*Actions to take*
**1.** In the Neo4j query text below, list every alias that the RETURN clause assigns with AS.
**2.** According to the Neo4j query text below, inside what can the new relationship type expressions not currently be used?

*Excerpted text*
=-=-=-=-=

MATCH (n WHERE n:Person)-[r:REVIEWED WHERE 5 >= r.rating >= (m.imdbRating/2)]->(m:Movie WHERE m:Animation|Fantasy AND m.released > 1990)
RETURN
m.title AS theMovie,
count(r) AS reviewCount,
max(r.rating) AS topRating,
CASE WHEN m:Children THEN false ELSE true END AS parentalGuidance, apoc.coll.subtract(labels(m),['Movie']) AS theGenres,
m.imdbRating/2 AS IMDBRating
ORDER BY reviewCount DESC
LIMIT 5
The above will throw you an error in 4.4 as below
Neo.ClientError.Statement.SyntaxError
Invalid input ‘WHERE’: expected
“*”
“]”
“{“
“|”
a parameter (line 1, column 38 (offset: 37))
“MATCH (n WHERE n:Person)-[r:REVIEWED WHERE 5 >= r.rating >= (m.imdbRating/2)]->(m:Movie WHERE m:Animation|Fantasy AND m.released > 1990)”
The new relationship type expressions cannot currently be used inside variable length relationships. This limitation will be lifted in future versions of Neo4j 5.0, when a new quantification expression is likely to be introduced.

=-=-=-=-=

*Data rows*
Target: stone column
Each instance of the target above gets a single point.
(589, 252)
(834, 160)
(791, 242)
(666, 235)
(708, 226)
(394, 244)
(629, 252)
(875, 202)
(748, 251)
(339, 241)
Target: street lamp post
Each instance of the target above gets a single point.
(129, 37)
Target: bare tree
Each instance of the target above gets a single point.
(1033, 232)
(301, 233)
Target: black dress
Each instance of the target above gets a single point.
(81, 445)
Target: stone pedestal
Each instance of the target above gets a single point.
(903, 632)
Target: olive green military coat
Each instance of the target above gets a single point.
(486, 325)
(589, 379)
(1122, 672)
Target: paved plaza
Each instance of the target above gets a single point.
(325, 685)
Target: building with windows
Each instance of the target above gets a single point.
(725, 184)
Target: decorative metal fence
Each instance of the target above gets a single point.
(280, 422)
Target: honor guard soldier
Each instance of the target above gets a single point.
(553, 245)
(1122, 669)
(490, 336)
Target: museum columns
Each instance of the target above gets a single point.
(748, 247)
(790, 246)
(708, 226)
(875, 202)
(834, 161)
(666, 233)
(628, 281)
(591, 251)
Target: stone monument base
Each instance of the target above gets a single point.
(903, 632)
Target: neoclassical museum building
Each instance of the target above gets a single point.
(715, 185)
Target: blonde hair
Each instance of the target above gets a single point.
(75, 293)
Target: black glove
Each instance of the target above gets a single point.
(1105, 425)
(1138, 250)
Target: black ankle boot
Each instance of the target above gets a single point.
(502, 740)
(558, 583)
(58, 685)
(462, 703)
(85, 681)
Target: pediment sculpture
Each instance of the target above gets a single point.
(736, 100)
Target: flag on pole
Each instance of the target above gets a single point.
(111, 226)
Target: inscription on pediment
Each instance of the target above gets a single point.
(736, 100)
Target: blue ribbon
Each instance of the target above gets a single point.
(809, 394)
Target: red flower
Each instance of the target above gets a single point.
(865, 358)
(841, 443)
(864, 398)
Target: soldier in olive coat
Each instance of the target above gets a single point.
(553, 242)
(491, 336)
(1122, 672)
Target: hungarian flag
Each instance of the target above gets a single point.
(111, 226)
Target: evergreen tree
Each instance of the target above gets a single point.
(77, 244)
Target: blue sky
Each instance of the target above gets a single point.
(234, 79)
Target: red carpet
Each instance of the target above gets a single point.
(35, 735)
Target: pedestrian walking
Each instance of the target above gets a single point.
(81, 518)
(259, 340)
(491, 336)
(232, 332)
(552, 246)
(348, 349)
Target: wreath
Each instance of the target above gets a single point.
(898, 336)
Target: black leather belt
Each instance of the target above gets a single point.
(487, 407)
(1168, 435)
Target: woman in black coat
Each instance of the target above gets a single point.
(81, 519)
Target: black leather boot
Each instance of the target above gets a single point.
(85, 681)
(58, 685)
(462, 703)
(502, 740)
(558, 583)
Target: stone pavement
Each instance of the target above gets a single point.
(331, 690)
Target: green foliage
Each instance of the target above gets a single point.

=-=-=-=-=

*Solutions to the exercise*
**1.** theMovie, reviewCount, topRating, parentalGuidance, theGenres, IMDBRating

**2.** Variable length relationships.